▶ _Problem description_:
Please answer these questions about the talk abstract and bio below:
1. According to the abstract, what recently released open-source models have provided leverage toward multimodal perception?
2. During which years did Prof. Darrell lead the Vision group at the International Computer Science Institute?
3. From which university and in what year did Prof. Darrell obtain the B.S.E. degree?

The surprising efficacy of “ungrounded” models for image and video understanding, generation, and humanoid locomotion 

 

Abstract 

Recently released open-source text LLMs have provided significant leverage towards multimodal perception, via lightweight fusion with learned visual representations, or even–somewhat paradoxically—as a unimodal source of knowledge in another domain. I’ll cover our recent work exploring this premise, including recent advances toward a modern form of visual routines a.k.a. visual programming, methods for recursive explainable visual question answering, an approach to multimodal gesture animation, and image and video generation with LLM-constrained diffusion models. As time permits I’ll also discuss advances in large scale next token prediction models for vision and humanoid locomotion.

 

Bio

Prof. Darrell is on the faculty of the CS and EE Divisions of the EECS Department at UC Berkeley. He founded and co-leads Berkeley’s Berkeley Artificial Intelligence Research (BAIR) lab, the Berkeley DeepDrive (BDD) Industrial Consortia, and the recently launched BAIR Commons program in partnership with Facebook, Google, Microsoft, Amazon, and other partners. He also was Faculty Director of the PATH research center at UC Berkeley, and led the Vision group at the UC-affiliated International Computer Science Institute in Berkeley from 2008-2014. Prior to that, Prof. Darrell was on the faculty of the MIT EECS department from 1999-2008, where he directed the Vision Interface Group. He was a member of the research staff at Interval Research Corporation from 1996-1999, and received the S.M., and PhD. degrees from MIT in 1992 and 1996, respectively. He obtained the B.S.E. degree from the University of Pennsylvania in 1988.

▶ _Data provided_:
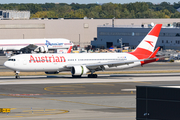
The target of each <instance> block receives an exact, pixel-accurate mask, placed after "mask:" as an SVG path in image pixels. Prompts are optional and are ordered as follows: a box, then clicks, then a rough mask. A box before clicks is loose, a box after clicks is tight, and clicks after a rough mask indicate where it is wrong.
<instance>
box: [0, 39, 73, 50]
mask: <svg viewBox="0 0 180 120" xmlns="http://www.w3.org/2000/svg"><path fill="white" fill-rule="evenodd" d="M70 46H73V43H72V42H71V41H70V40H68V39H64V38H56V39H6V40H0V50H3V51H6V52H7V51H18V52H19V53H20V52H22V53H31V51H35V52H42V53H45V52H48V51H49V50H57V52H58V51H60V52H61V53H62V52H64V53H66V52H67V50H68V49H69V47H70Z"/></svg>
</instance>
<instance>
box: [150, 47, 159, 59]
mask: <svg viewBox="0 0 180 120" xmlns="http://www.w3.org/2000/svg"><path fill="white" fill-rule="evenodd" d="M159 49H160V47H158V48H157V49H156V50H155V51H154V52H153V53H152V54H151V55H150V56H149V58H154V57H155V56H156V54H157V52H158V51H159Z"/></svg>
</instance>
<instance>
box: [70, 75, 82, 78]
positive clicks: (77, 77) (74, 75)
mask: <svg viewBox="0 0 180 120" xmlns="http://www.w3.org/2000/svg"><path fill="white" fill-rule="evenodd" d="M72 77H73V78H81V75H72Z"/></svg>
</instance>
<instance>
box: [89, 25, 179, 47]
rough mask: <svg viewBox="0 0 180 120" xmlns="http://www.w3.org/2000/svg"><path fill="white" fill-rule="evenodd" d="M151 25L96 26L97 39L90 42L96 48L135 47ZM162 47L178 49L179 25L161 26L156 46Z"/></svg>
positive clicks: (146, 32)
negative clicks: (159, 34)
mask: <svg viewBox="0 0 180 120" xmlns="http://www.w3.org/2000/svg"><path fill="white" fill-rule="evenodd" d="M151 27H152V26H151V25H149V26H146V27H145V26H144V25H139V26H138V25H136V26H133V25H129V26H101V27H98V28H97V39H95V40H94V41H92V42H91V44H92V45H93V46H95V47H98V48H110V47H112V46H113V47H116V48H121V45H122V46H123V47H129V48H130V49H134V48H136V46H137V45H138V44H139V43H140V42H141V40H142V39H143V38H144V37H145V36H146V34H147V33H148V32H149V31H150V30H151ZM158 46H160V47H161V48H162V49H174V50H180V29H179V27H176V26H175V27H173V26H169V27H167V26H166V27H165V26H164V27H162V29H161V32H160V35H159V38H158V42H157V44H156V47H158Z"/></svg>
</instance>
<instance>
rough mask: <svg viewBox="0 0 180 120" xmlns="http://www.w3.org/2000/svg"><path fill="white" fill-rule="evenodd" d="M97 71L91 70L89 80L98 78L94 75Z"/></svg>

...

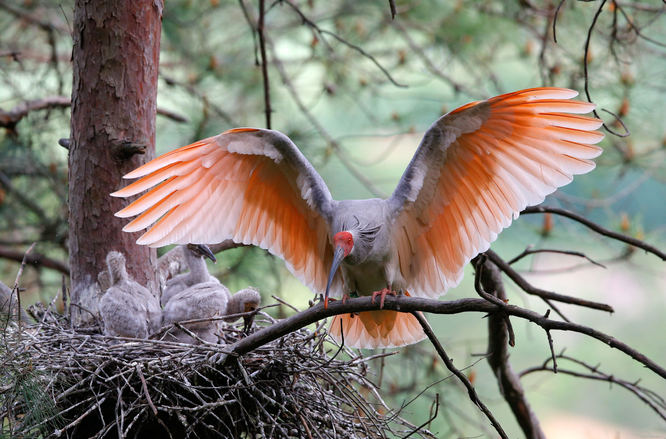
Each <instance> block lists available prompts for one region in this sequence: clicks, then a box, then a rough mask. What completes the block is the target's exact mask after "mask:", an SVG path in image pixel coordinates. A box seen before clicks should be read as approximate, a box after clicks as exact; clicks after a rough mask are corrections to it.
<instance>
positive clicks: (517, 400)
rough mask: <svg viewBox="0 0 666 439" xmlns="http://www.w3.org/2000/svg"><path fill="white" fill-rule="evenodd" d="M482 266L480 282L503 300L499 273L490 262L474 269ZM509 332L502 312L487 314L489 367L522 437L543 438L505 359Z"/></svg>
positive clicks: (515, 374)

▶ _Your response_:
1. Recently released open-source text LLMs.
2. From 2008 to 2014.
3. The University of Pennsylvania, in 1988.